▶ Excerpted text
>>>
Location
- 2380 South Milford Road Highland Township, Michigan 48357 United States 42°37′05″N 83°37′22″W﻿ / ﻿42.6181°N 83.6228°W

Information
- Type: Public high school
- Established: 1861
- School district: Huron Valley Schools
- Superintendent: Paul Salah
- CEEB code: 232595
- NCES School ID: 261899005574
- Principal: Kevin McKenna
- Teaching staff: 70.50 (on full-time equivalent (FTE) basis)
- Grades: 9-12
- Enrollment: 1,247 (2025-2026)
<<<
▶ Set problem 1
Reproduce the high school details between "Information" and "equivalent (FTE) basis)", inclusive.
▶ Set problem 2
Convert the entries, from their first line through the line containing "227 291 L 228", inclusive, into a Markdown table with the columns Row and Line, skipping blank lines.

▶ Data lines
>>>
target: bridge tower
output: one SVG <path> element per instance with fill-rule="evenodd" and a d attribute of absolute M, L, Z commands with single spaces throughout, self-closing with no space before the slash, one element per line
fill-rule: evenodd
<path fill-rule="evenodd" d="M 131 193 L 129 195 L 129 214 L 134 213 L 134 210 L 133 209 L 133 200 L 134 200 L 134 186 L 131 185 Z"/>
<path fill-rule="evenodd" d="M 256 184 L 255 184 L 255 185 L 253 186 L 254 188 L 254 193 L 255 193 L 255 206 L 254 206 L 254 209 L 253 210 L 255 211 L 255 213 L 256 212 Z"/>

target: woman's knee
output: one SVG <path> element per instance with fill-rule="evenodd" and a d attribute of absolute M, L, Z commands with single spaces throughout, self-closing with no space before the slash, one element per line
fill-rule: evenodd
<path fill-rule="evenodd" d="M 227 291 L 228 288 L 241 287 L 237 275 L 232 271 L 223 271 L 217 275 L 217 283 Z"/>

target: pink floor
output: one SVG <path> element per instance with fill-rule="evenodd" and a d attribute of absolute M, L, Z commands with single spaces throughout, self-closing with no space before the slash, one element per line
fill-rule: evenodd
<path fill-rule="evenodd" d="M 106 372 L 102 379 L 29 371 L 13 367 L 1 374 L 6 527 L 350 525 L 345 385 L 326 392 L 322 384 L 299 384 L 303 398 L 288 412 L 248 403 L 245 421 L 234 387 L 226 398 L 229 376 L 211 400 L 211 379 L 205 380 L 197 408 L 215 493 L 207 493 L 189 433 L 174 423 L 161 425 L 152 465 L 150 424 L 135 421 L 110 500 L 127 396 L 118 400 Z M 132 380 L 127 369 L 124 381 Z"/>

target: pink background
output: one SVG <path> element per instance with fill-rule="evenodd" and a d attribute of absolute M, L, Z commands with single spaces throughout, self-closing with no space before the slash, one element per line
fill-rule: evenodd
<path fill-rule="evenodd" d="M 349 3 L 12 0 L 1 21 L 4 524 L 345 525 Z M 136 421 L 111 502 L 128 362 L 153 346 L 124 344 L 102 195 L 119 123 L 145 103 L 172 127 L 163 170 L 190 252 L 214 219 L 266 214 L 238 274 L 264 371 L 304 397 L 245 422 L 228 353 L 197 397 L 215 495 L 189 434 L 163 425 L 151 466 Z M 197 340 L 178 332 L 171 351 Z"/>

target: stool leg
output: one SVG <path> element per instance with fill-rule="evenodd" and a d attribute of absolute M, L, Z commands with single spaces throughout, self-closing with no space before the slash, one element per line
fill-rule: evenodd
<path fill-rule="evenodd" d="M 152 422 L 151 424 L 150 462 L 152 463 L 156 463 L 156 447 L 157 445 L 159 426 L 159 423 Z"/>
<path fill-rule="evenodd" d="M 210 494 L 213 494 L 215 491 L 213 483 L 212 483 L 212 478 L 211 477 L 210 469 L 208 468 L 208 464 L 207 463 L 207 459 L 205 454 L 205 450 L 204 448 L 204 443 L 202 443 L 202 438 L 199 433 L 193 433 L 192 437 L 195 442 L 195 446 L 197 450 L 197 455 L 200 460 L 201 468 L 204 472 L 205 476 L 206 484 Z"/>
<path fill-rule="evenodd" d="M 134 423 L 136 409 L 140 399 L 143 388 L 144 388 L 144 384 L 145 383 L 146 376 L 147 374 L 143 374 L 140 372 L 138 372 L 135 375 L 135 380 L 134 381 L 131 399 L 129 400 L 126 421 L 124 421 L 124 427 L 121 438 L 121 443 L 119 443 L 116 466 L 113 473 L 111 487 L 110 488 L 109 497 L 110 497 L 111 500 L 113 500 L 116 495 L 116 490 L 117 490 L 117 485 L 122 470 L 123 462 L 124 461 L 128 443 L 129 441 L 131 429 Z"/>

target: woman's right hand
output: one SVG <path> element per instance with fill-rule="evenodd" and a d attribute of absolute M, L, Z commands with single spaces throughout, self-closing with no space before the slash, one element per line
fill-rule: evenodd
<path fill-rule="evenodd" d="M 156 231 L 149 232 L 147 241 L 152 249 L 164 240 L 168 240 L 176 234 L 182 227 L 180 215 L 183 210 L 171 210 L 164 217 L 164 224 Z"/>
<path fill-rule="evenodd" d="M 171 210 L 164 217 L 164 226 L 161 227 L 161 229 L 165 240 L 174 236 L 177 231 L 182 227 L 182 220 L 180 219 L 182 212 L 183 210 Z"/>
<<<
▶ Result 1
Information
- Type: Public high school
- Established: 1861
- School district: Huron Valley Schools
- Superintendent: Paul Salah
- CEEB code: 232595
- NCES School ID: 261899005574
- Principal: Kevin McKenna
- Teaching staff: 70.50 (on full-time equivalent (FTE) basis)

▶ Result 2
| Row | Line |
|---|---|
| 1 | target: bridge tower |
| 2 | output: one SVG <path> element per instance with fill-rule="evenodd" and a d attribute of absolute M, L, Z commands with single spaces throughout, self-closing with no space before the slash, one element per line |
| 3 | fill-rule: evenodd |
| 4 | <path fill-rule="evenodd" d="M 131 193 L 129 195 L 129 214 L 134 213 L 134 210 L 133 209 L 133 200 L 134 200 L 134 186 L 131 185 Z"/> |
| 5 | <path fill-rule="evenodd" d="M 256 184 L 255 184 L 255 185 L 253 186 L 254 188 L 254 193 L 255 193 L 255 206 L 254 206 L 254 209 L 253 210 L 255 211 L 255 213 L 256 212 Z"/> |
| 6 | target: woman's knee |
| 7 | output: one SVG <path> element per instance with fill-rule="evenodd" and a d attribute of absolute M, L, Z commands with single spaces throughout, self-closing with no space before the slash, one element per line |
| 8 | fill-rule: evenodd |
| 9 | <path fill-rule="evenodd" d="M 227 291 L 228 288 L 241 287 L 237 275 L 232 271 L 223 271 L 217 275 L 217 283 Z"/> |